## Data records
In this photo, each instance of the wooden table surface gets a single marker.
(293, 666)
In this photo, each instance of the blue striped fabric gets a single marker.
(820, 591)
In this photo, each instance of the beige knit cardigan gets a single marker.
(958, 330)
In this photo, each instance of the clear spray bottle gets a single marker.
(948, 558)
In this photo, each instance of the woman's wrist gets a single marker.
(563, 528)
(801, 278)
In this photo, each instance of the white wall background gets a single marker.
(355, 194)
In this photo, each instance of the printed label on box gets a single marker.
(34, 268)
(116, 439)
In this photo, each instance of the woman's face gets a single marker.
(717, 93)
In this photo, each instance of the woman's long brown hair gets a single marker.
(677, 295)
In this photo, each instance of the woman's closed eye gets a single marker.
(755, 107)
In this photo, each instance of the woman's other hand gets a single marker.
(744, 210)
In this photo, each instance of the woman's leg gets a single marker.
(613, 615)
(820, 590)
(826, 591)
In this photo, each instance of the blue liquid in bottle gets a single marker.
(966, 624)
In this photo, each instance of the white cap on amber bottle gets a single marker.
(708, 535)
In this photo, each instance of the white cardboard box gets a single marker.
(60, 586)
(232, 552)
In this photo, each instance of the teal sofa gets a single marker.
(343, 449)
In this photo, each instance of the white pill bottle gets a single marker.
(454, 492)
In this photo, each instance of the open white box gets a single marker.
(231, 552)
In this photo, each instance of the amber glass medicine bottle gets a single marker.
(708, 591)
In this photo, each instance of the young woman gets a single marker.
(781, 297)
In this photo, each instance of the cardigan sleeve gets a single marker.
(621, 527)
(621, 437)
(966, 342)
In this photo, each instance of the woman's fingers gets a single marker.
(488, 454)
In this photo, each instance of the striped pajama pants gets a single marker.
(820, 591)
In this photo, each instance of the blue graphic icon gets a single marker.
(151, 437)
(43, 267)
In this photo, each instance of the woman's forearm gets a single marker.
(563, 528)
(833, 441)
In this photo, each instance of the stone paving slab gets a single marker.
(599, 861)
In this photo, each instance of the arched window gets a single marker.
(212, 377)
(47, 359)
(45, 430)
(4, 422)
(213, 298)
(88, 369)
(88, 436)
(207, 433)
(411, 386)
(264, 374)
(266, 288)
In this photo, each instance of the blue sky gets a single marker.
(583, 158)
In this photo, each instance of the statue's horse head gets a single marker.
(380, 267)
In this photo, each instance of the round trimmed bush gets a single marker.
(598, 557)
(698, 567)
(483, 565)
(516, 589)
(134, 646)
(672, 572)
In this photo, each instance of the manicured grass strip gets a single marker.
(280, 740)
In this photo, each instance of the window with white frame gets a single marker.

## Exercise
Only the lines from the one containing "In this photo, each instance of the woman's forearm" through the end of the entries above belong in the answer; repeat them exactly.

## Response
In this photo, each instance of the woman's forearm gets a single marker.
(563, 528)
(833, 441)
In this photo, each instance of the stone paving slab gets a single marker.
(599, 861)
In this photo, each instance of the arched window gets a single marker.
(212, 377)
(47, 359)
(45, 430)
(4, 422)
(213, 298)
(88, 369)
(88, 436)
(207, 433)
(411, 386)
(264, 374)
(266, 288)
In this photo, each instance of the blue sky gets a single marker.
(583, 158)
In this photo, each instance of the statue's horse head gets a single marker.
(380, 267)
In this photo, each instance of the round trimmed bush gets a single marker.
(598, 557)
(698, 567)
(483, 565)
(516, 589)
(134, 646)
(672, 572)
In this photo, each instance of the manicured grass strip gets a single marker.
(280, 740)
In this photo, each instance of the window with white frame gets a single marker.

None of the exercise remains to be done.